DOCUMENT PASSAGE
Road Trip Adventures – How a Trip to Silesia Reinforced my Intuition. Part I: Arrival

 

The hostel was a hovel. Nothing matched how it had been advertised / the photos they put up online. For starters, the 3-bed arrangement with one bed on a mezzanine with private kitchen and bath in a spacious room turned out to be a bunk bed contraption with barely three inches between the third bed and a kitchen / bath / toilet situation shared between four rooms, which all constituted the “Bristol apartment.” It stank to high heaven – as one person in our group put it – “like instant soup with bad cheese” and gave off a claustrophobic vibe, the kind that ends up seeping into your mind and locking you into your own intrusive thoughts. A fact unmitigated by the trip around the yard to the reception in order to retrieve our key. 

The reception point – difficult to find in the labyrinth of backyard buildings, despite the map on the main entrance to the hovel – also doubled as reception to the gym, a gym that made prison workout spaces appear lacking. All in all it served four “objects,” each as depressing a hostel as the converted psychiatric hospital we were in, despite their English names, and nowhere near “within easy distance to the city center” as had been advertised. Unless you drove a car or counted the arrangement of buildings, a supermarket and a convenience store as some sort of city center. The “Institute of Polonial Preservation” there to “conserve the historical and social culture of Poland” was an added extra to the new moon atmosphere.

AVAILABLE DATA

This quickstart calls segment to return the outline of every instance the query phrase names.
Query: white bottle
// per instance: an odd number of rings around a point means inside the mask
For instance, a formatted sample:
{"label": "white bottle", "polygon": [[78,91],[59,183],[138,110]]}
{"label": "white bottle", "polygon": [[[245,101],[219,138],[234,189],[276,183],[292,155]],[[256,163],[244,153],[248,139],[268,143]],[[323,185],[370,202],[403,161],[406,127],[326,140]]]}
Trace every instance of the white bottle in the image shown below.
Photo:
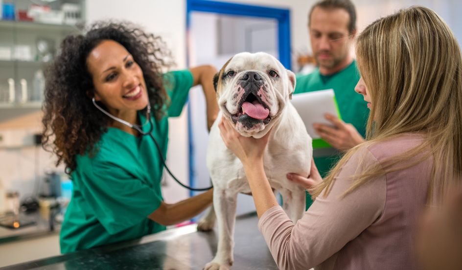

TASK REQUIREMENTS
a – In the Silesia trip account, what name did the four rooms sharing a kitchen, bath and toilet go by?
b – Repeat the portion of the Silesia trip account that begins with the words containing "Road Trip Adventures" and ends with "retrieve our key.".
c – Pick up the Silesia trip account after its final sentence and keep writing it.

ANSWERS TO THE PROBLEMS
a – They made up the "Bristol apartment."

b –
Road Trip Adventures – How a Trip to Silesia Reinforced my Intuition. Part I: Arrival

 

The hostel was a hovel. Nothing matched how it had been advertised / the photos they put up online. For starters, the 3-bed arrangement with one bed on a mezzanine with private kitchen and bath in a spacious room turned out to be a bunk bed contraption with barely three inches between the third bed and a kitchen / bath / toilet situation shared between four rooms, which all constituted the “Bristol apartment.” It stank to high heaven – as one person in our group put it – “like instant soup with bad cheese” and gave off a claustrophobic vibe, the kind that ends up seeping into your mind and locking you into your own intrusive thoughts. A fact unmitigated by the trip around the yard to the reception in order to retrieve our key.

c –
The town itself was beautiful and magical, and so the opposite of where we were staying that crossing the river into the center made you feel as though you were crossing into another reality, which in so many ways, I’m sure it was. Even though it was already dark, you could get a good feel for it, between the old buildings and the newer constructions. There were still people milling about, which was perhaps not overly typical for the time of night and the size of the town in general. It valued knowledge, that much was clear in how it preserved its first university and added on others, including the modern facilities embedded in even more with-the-times buildings, some of which were EU funded, others existing through the grace of private sources. Even at night, driving through the side we were living on which had no tourist attractions it could boast of it was very obvious that this was a city well worth exploring, and I for one could not wait to start exploring in the daylight. Clearly I was not alone with that. Judging by the reaction as we drove to the restaurant we’d chosen, there was at least one other person in the car who was equally eager to look around.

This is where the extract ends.